__Exercise instructions__. Copy out the part of the material below that opens with the line containing "For every instance of the wooden" and closes with the line containing "(1187, 285)", keeping every line and offsetting each point coordinate by adding 63 to it.

[Entries from a pointing dataset]
.....

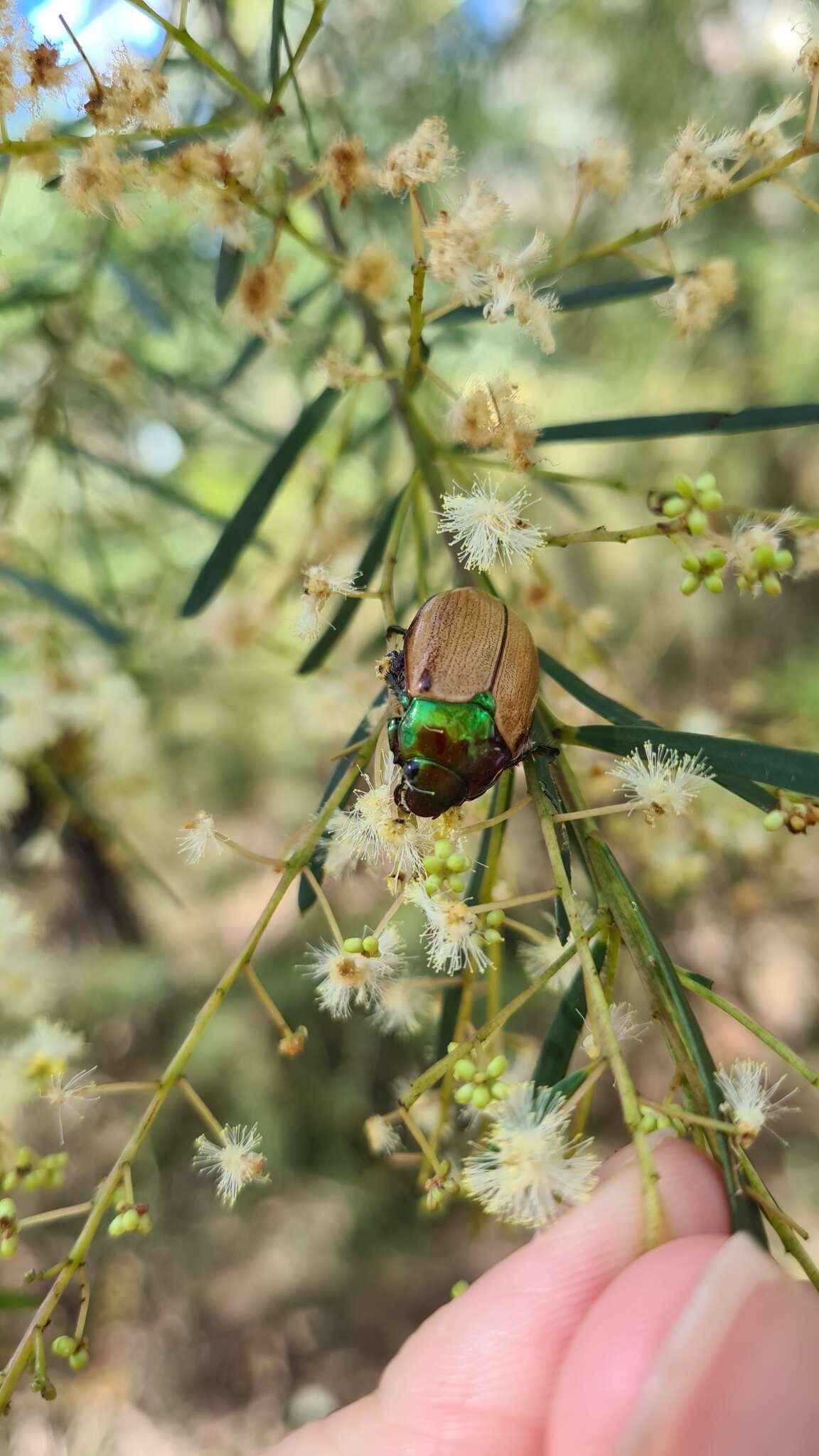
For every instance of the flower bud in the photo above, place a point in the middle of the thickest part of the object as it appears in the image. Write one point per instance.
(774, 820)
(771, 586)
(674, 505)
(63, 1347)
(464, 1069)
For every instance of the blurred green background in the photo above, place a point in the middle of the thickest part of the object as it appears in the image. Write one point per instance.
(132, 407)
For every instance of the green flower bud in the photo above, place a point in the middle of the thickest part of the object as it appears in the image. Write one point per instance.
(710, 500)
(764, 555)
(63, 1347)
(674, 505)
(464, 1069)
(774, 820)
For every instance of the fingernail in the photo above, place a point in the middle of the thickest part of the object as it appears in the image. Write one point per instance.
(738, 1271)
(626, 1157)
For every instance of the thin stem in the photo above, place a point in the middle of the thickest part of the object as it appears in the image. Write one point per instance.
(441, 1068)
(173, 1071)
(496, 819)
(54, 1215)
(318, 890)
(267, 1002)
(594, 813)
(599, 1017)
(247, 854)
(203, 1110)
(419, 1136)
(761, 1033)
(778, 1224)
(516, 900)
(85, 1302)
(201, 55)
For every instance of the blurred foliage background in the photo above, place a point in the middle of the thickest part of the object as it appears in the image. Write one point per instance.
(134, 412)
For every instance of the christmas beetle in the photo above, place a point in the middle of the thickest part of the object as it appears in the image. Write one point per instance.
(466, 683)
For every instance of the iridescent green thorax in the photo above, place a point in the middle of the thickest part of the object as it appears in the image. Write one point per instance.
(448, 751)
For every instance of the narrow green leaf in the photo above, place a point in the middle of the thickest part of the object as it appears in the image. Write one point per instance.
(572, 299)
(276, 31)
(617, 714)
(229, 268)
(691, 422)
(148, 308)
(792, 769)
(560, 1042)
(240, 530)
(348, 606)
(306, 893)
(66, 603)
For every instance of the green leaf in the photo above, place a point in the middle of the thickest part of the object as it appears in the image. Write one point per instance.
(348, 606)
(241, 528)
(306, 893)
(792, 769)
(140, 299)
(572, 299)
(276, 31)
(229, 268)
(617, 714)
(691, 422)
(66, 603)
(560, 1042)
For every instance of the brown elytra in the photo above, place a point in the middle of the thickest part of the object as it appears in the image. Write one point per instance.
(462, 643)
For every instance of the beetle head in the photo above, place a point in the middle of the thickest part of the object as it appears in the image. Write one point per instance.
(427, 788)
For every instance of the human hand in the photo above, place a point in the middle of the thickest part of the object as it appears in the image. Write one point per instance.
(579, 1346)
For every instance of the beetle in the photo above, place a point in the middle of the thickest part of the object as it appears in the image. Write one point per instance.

.....

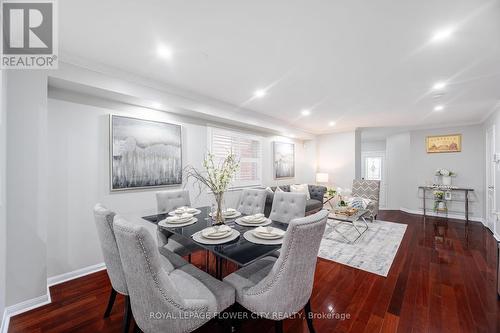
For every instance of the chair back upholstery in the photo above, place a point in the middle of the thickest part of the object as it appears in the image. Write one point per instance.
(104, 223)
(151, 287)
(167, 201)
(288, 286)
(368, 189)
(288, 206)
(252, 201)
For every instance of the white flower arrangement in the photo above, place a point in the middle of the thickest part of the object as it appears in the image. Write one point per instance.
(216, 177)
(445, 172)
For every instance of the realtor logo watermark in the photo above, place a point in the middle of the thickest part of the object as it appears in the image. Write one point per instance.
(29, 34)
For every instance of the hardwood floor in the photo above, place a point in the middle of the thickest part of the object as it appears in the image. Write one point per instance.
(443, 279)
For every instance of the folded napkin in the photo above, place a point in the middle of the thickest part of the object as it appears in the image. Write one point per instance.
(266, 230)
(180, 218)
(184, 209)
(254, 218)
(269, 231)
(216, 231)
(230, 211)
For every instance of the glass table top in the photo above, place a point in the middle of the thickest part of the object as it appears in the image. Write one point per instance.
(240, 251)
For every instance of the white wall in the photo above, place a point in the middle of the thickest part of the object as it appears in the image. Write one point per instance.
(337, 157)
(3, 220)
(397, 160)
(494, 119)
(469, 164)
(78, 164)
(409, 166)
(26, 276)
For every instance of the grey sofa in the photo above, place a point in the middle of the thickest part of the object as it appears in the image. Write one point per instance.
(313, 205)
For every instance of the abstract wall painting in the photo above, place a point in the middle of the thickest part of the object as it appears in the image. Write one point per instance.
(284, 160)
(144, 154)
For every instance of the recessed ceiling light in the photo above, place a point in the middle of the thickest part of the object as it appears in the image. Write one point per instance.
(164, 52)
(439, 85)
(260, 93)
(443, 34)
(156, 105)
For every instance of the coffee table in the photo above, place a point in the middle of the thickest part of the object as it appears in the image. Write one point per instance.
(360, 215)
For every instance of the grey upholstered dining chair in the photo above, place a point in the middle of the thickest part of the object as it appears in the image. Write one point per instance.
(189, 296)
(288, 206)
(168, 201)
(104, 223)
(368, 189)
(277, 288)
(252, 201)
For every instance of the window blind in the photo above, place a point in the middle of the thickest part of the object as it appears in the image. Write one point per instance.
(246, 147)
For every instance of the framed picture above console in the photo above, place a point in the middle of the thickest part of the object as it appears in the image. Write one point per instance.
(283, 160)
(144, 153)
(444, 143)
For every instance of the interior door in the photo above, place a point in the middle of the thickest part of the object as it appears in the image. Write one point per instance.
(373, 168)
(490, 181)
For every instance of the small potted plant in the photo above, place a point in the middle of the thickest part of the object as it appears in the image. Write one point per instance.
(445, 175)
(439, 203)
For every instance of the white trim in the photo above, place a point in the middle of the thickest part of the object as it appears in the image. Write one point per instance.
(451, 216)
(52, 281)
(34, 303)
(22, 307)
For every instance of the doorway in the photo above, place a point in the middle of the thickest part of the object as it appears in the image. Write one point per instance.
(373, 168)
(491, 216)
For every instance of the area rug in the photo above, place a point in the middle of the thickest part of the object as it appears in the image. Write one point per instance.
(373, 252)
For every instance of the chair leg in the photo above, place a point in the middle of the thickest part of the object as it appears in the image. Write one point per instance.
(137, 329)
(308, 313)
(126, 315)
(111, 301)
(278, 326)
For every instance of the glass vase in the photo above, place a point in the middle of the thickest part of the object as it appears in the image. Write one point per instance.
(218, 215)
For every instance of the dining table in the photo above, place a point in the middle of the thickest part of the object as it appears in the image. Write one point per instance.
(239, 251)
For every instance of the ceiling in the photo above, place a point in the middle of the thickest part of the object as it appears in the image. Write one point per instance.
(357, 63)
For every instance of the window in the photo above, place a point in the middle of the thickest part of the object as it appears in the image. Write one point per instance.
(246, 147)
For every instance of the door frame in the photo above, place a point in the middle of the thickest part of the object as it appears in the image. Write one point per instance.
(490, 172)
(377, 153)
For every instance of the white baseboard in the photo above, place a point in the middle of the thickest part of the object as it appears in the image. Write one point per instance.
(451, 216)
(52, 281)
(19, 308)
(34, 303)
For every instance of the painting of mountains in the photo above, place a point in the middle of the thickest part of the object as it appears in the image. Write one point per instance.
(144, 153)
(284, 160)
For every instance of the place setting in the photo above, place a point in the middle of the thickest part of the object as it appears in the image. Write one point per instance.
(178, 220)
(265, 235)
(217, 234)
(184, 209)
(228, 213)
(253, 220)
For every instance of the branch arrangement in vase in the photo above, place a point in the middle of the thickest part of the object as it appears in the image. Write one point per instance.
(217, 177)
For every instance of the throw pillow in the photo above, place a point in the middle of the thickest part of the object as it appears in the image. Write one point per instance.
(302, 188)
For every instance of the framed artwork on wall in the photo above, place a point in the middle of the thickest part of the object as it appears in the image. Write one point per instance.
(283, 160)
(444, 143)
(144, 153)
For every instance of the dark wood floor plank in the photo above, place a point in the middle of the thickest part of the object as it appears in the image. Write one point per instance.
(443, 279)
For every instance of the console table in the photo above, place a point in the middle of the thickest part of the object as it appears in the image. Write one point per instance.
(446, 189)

.....

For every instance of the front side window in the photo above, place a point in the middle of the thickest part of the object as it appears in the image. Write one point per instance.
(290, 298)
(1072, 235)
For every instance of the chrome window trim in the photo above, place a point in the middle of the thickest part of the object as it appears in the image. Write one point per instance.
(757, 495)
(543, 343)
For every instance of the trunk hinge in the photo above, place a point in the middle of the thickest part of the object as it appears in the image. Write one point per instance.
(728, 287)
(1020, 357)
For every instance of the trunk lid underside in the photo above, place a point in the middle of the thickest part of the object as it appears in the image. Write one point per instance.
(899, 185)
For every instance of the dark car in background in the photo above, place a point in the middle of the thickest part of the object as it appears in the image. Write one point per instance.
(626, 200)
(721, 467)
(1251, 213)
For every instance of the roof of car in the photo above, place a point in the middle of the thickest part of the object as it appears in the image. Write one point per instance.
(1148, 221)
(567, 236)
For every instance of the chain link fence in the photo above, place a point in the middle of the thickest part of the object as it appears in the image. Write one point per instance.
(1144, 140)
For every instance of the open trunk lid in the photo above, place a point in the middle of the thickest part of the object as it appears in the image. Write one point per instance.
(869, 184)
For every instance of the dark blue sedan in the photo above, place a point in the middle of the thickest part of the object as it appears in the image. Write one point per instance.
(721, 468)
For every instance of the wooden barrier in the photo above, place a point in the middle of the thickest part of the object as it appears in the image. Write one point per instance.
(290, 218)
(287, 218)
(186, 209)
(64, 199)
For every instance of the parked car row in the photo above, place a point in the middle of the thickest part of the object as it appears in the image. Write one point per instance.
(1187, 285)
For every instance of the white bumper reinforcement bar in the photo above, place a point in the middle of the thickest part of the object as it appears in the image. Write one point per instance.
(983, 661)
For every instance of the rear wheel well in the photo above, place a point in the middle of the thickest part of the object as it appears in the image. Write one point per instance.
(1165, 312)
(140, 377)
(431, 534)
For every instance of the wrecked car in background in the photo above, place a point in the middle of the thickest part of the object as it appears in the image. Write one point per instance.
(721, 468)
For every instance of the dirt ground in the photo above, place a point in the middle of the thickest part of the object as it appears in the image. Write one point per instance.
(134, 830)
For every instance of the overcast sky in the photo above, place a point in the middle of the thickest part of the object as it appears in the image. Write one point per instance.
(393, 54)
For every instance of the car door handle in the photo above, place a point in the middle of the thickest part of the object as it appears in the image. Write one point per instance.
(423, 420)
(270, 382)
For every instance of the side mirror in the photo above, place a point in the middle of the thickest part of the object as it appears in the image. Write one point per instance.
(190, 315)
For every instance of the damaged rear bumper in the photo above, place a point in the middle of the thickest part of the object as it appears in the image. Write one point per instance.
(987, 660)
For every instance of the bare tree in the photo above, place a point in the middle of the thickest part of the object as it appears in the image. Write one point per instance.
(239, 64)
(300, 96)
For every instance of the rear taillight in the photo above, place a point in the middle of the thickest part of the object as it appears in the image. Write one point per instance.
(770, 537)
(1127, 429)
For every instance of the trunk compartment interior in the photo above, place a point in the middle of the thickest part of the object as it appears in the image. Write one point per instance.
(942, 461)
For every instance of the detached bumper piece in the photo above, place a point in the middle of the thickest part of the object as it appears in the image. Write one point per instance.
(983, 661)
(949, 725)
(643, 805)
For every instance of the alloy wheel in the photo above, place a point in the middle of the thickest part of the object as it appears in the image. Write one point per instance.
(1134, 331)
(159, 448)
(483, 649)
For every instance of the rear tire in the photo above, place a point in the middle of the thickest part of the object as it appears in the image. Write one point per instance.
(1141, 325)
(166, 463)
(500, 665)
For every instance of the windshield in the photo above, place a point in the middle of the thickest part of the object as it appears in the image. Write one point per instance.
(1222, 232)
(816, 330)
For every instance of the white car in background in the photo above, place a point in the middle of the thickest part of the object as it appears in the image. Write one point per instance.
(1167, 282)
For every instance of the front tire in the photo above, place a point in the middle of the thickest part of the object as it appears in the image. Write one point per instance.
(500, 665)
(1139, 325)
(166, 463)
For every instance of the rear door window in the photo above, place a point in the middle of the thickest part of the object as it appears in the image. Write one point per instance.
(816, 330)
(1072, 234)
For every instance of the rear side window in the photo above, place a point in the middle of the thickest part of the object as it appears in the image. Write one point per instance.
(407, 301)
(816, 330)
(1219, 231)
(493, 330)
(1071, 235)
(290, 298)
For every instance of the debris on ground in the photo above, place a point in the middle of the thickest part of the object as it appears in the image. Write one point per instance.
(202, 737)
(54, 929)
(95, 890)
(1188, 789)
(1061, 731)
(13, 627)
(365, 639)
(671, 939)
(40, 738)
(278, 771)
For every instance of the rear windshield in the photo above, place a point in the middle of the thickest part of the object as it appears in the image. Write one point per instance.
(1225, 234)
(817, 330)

.....

__Solution to the problem__.
For every instance of the wooden barrier in the photo above, place a point in the middle of the thickest part of the object as it appears in the image. Write one point per instance.
(353, 281)
(350, 281)
(249, 272)
(127, 262)
For every instance of the parked car row in the photo above, place a point in the middle of the thickest part of the object as it appears in the image. Write one point per instance.
(1250, 348)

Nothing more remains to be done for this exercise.